SET PROBLEM: Rewrite as a numbered list only the lines of data starting with the line with "Reviewer note: confirm that each instance of the water" and going on through the line with "[(54, 5), (4, 9)]", skipping any blank lines.

Point annotation records
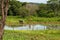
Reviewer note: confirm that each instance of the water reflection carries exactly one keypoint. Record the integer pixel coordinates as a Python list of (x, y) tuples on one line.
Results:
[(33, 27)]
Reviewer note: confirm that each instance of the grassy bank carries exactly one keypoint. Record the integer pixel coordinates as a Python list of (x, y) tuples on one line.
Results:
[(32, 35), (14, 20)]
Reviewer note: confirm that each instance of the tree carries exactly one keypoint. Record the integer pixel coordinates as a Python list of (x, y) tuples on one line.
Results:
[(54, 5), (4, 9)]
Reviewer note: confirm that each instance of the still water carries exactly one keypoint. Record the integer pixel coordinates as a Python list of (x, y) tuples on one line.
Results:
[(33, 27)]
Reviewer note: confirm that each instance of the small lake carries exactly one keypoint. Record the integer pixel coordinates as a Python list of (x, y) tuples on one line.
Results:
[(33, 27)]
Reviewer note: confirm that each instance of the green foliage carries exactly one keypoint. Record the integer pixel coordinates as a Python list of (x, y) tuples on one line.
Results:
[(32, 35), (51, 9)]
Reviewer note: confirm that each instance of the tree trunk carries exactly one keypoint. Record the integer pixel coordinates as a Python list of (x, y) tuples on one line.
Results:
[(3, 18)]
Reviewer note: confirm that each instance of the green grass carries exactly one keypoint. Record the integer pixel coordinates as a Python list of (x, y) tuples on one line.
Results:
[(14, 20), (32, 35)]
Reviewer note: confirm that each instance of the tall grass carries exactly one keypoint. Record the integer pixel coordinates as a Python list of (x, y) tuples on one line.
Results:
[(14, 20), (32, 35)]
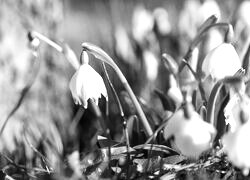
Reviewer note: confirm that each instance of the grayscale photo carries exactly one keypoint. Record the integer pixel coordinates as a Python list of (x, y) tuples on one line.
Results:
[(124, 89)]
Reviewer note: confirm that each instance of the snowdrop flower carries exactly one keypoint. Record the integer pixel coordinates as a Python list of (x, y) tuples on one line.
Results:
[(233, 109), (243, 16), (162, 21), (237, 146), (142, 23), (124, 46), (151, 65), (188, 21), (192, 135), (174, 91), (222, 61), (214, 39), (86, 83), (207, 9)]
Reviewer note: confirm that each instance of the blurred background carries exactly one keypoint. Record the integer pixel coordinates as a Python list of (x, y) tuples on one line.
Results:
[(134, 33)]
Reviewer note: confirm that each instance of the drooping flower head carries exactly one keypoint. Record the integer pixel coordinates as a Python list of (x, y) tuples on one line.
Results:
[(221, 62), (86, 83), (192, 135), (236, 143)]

...

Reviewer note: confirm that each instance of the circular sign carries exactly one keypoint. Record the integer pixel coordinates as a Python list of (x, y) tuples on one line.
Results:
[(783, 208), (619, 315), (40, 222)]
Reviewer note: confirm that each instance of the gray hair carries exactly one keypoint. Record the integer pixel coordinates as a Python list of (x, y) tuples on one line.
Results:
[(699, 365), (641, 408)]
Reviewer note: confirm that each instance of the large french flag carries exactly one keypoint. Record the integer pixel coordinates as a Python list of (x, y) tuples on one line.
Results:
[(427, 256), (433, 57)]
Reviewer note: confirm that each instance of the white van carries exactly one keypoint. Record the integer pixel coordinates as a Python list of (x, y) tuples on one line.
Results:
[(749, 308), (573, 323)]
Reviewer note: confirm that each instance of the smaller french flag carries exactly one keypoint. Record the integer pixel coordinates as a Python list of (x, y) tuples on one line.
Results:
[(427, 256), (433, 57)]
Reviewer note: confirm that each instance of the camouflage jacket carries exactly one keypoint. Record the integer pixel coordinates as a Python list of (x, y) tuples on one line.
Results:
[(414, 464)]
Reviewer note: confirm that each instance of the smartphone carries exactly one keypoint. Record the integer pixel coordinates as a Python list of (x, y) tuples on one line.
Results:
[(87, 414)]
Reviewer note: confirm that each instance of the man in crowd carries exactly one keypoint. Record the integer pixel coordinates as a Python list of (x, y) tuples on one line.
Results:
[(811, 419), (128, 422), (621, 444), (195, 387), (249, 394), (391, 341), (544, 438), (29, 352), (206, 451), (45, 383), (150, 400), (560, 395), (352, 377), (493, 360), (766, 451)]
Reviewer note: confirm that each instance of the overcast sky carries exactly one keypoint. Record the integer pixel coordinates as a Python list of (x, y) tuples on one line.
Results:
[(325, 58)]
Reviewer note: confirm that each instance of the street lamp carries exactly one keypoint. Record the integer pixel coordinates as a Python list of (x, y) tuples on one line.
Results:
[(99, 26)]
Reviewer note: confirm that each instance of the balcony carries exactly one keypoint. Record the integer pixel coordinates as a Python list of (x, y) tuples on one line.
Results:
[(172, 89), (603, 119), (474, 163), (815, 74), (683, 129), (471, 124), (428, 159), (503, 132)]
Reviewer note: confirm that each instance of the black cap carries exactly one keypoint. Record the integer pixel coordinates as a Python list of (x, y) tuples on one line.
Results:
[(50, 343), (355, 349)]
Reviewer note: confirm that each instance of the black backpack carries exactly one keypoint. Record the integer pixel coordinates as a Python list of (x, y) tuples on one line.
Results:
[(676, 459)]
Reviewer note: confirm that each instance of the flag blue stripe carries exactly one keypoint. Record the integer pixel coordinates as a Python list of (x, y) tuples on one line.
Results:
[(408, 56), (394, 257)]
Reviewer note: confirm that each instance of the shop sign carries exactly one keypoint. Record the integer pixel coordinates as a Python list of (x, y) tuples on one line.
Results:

SOLUTION:
1. Reviewer note: confirm that each instance of the water reflection carries exactly one keypoint. Record the integer pixel coordinates as a Python list of (x, y) tuples on one line.
2. Results:
3. [(33, 27)]
4. Reviewer note: confirm that each instance of the grassy bank carries exactly one keypoint. Record the integer pixel coordinates as a Python list of (x, y) tuples on one line.
5. Results:
6. [(32, 35), (14, 20)]
7. Reviewer note: confirm that each instance of the tree carries exactly one keypoint. Record the integer pixel coordinates as a Python list of (x, y) tuples on one line.
8. Results:
9. [(54, 5), (4, 9)]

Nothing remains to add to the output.